### PROMPT
List every calendar year given in Case report 1 of the page text below.

### PAGE TEXT
┌──

Figure 2 Complex recto-vagino-vesical fistula. (A) A rectovaginal fistula (arrowhead) was apparent on the CT scan 5 years after RT. Note normal appearance of the urinary bladder (arrow). (B) Five months later an air bubble was present in the urinary bladder (white arrow), a vesico-vaginal as well as recto-vaginal fistulas were evident (black arrows). (C) Both fistulas were still visible on CT follow-up 4 years later (arrow). RT, radiotherapy; CT, computed tomography.

Bone complications were found in 9 (22.0%) treated females; solitary in 2 cases, multiple osteonecrosis and/or insufficiency fractures in other cases. Four of 9 cases of bone complications were clinically silent.

Overall, in 5 (12.2%) subjects severe late toxicities first time manifested ≥5 years since RT, most of them were multiple (usually a combination of genitourinary and gastrointestinal toxicities).

More details are presented in the Tables 3,4. The Table 3 shows that the bowel perforation and fistulas formations were the earliest manifested grade III–IV toxicities, with median time 3 years since RT, the bone complications were the latest manifested with median time 16 years since RT.

Table 3 Late radiation-related side effects (≥6 months since radiotherapy)
Full table

Table 4 Severe late toxicities according to time of presentation
Full table

Case report 1: secondary induced osteosarcoma as very late complication of radical RT for advanced cervical cancer

A 36-year-old woman with advanced cervical cancer was treated by radical combined RT and chemotherapy in 1992. The first CT scan was indicated in 2000, 8 years after RT, because she was complaining of unbearable hip pain. CT described radiation-related necrosis of the right iliac bone and insufficiency fracture of the sacrum. In 2003 she visited emergency department for acute abdominal pain and the CT scan showed pneumoperitoneum, ileus and small bowel perforation. She underwent acute surgery with ileum resection. The histology revealed radiation-related strictures. Next CT scan was indicated for unbearable pain of the right hip in 2009. It described pathological fracture of the right iliac bone, probably in the terrain of osteonecrosis. In 2011 she came again with clinical signs of acute abdomen, there was ileus of the large bowel with a sigmoid colon stricture on CT scans. Emergency surgery was performed and post-irradiation fibrosis of the sigmoid wall with severe stricture was histologically proven. Also signs of healing fracture in the right iliac bone were present on CT in that time. Next 3 years her clinical status was stable, she was followed-up by PET/CT scans with satisfied results. In 2014 she was driven by her family to the emergency department with unbearable right hip and leg pain, complained also about back and abdominal pain; she was unable to walk and was in fever. The CT scan revealed the large progressive right iliac bone lesion, containing osteolytic and sclerotic portions with the soft tissue mass spreading out of the bone. The soft tissue mass invaded into the distal ureter and to the urinary bladder causing hydronephrosis and urosepsis. Multiple lung metastases were found. An autopsy proved undifferentiated osteosarcoma. We suggest sarcoma was induced by previous RT considering above-mentioned data. See also Figure 3 for more details.

└──

### DATASET SECTION
┌──

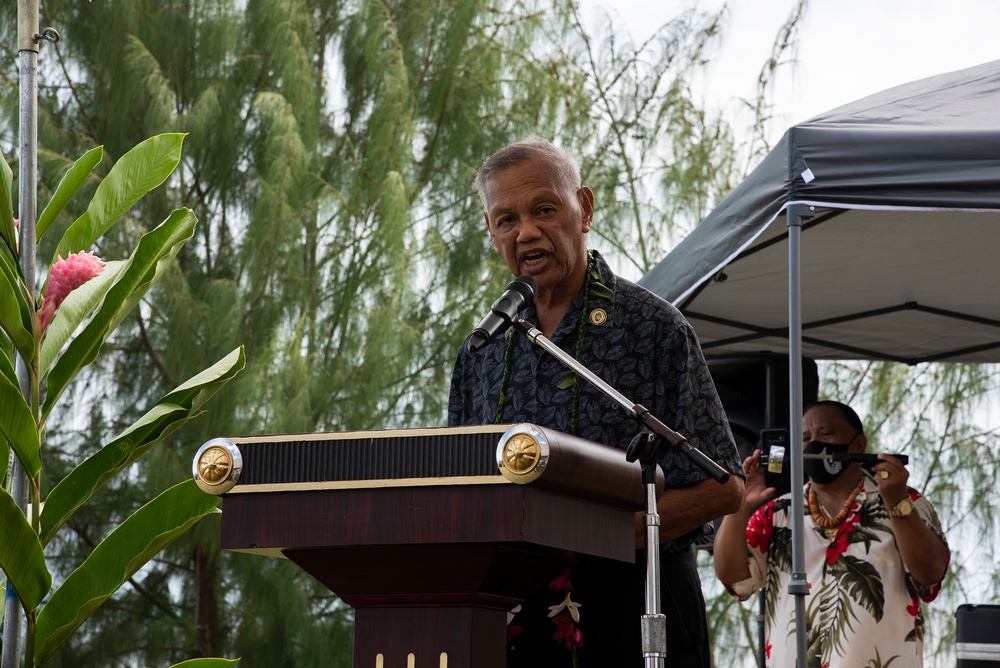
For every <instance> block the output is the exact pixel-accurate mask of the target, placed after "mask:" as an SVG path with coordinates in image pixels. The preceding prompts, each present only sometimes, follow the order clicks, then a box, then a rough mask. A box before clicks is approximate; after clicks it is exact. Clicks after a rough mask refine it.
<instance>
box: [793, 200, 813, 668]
mask: <svg viewBox="0 0 1000 668" xmlns="http://www.w3.org/2000/svg"><path fill="white" fill-rule="evenodd" d="M814 214H815V208H814V207H811V206H808V205H805V204H792V205H790V206H789V207H788V210H787V212H786V217H787V220H788V386H789V392H788V418H789V427H788V431H789V432H790V434H789V435H790V437H791V439H790V442H789V443H790V447H791V451H792V452H791V454H792V457H791V470H792V480H793V481H796V480H805V476H803V475H802V471H803V463H802V286H801V273H802V255H801V243H802V221H803V219H808V218H811V217H812V216H813V215H814ZM791 494H792V578H791V580H790V581H789V583H788V593H789V594H791V595H792V596H794V597H795V645H796V656H797V665H798V666H799V668H805V667H806V666H807V665H808V664H807V663H806V604H805V597H806V595H807V594H809V583H808V582H807V580H806V571H805V554H804V547H803V532H804V531H805V523H804V520H803V513H804V508H805V504H804V502H803V498H802V486H801V485H795V484H793V485H792V489H791Z"/></svg>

└──

### TASK RESPONSE
1992, 2000, 2003, 2009, 2011, 2014